(Consigne donnée 1): Réécris en tableau Markdown les lignes des enregistrements, de celle qui contient « Task: indicate the white ranunculus » jusqu'à la fin des enregistrements, ces deux bornes comprises, sans les lignes vides. Utilise deux colonnes : « Rang » pour le numéro de chaque ligne et « Ligne » pour son texte.

(Extrait source):
· · · · · · ·

31/03/2013

Passage de témoin de Raymond AUBRAC et Renaud HELFER-AUBRAC

PARU EN 2011
Le choix de ce livre s'est fait dans le cadre de ma tournante de livres.
Je lui donnerai 6/10.
Quelques mots sur les auteurs :
Raymond Aubrac, de son vrai nom Raymond Samuel, est né en 1914 à Vesoul. Ses parents étaient des commerçants juifs aisés. Ils ont été déportés puis assassinés en même temps que leur fils Paul en 1943. Raymond Aubrac est connu principalement pour son action dans la résistance durant l'occupation allemande et le régime de Vichy pendant la seconde guerre mondiale. En 1937, il obtient son diplôme d'ingénieur civil des Ponts et Chaussées. Il a participé à la création du mouvement Libération-Sud aux côtés d'Emmanuel d'Astier de La Vigerie et secondera aussi le général Delestraint. Comme son ami Emmanuel, il est proche du régime communiste mais n'en deviendra jamais adhérent. En 1939, il épousera Lucie Bernard qui, elle, avait adhéré au parti communiste. Faits prisonniers tous les deux en 1941, ils réussiront à s'évader pour gagner la zone libre grâce à la ruse de sa femme. On recroise sa route lors de négociations entre lui et Henry Kissinger à propos du nord du Vietnam. Il est devenu très ami depuis 1946 avec Hô Chi Minh (mort en 1969). De 1948 à 1958, il a créé le BERIM (bureau d'études et de recherches pour l'industrie moderne) avec 4 autres fondateurs communistes : Marc Weil, Marcel Mosnier et René Picard. On compte aussi Stéphane Hessel parmi ses amis.  Il a été accusé par Klaus Barbie d'avoir été son complice mais aucune preuve n'a été retenue contre lui et sa femme. Il a écrit en 1996 "Où la mémoire s'attarde". Et en 2011, à quatre mains avec son petit-fils Renaud Helfer-Aubrac, ils ont rédigé "Passage de témoin".

· · · · · · ·

(Entrées d'étiquetage de position d'objets)
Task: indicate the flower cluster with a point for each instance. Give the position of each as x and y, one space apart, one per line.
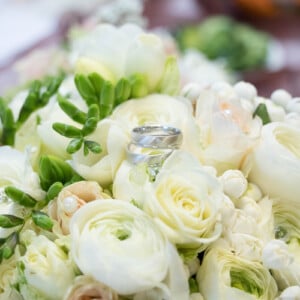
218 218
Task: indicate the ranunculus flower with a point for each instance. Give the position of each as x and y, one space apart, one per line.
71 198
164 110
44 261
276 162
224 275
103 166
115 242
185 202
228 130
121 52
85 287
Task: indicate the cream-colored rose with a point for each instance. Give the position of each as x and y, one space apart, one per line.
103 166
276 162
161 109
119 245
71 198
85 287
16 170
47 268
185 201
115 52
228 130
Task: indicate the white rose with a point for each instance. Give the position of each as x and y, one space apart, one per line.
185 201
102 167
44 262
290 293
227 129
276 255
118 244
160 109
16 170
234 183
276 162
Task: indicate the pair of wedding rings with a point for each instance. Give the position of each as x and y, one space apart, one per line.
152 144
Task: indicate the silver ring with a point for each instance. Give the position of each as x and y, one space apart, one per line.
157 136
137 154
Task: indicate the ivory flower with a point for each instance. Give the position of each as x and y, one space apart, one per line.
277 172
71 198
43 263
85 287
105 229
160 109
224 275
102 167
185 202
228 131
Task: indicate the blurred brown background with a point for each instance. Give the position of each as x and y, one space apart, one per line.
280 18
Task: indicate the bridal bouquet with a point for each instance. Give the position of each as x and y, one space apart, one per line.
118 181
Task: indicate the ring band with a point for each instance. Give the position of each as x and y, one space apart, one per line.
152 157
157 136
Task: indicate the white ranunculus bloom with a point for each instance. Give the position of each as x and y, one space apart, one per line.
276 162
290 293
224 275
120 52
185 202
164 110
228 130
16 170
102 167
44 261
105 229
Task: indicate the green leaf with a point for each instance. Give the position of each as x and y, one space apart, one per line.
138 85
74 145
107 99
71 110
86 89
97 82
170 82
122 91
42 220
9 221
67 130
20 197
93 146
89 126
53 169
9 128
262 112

· · · · · · ·

(Consigne donnée 2): D'après l'extrait source, en quelle année Raymond Aubrac a-t-il obtenu son diplôme d'ingénieur civil des Ponts et Chaussées ?

(Réponse complète 1):
| Rang | Ligne |
|---|---|
| 1 | Task: indicate the white ranunculus bloom with a point for each instance. Give the position of each as x and y, one space apart, one per line. |
| 2 | 276 162 |
| 3 | 290 293 |
| 4 | 224 275 |
| 5 | 120 52 |
| 6 | 185 202 |
| 7 | 164 110 |
| 8 | 228 130 |
| 9 | 16 170 |
| 10 | 102 167 |
| 11 | 44 261 |
| 12 | 105 229 |
| 13 | Task: indicate the green leaf with a point for each instance. Give the position of each as x and y, one space apart, one per line. |
| 14 | 138 85 |
| 15 | 74 145 |
| 16 | 107 99 |
| 17 | 71 110 |
| 18 | 86 89 |
| 19 | 97 82 |
| 20 | 170 82 |
| 21 | 122 91 |
| 22 | 42 220 |
| 23 | 9 221 |
| 24 | 67 130 |
| 25 | 20 197 |
| 26 | 93 146 |
| 27 | 89 126 |
| 28 | 53 169 |
| 29 | 9 128 |
| 30 | 262 112 |

(Réponse complète 2): En 1937.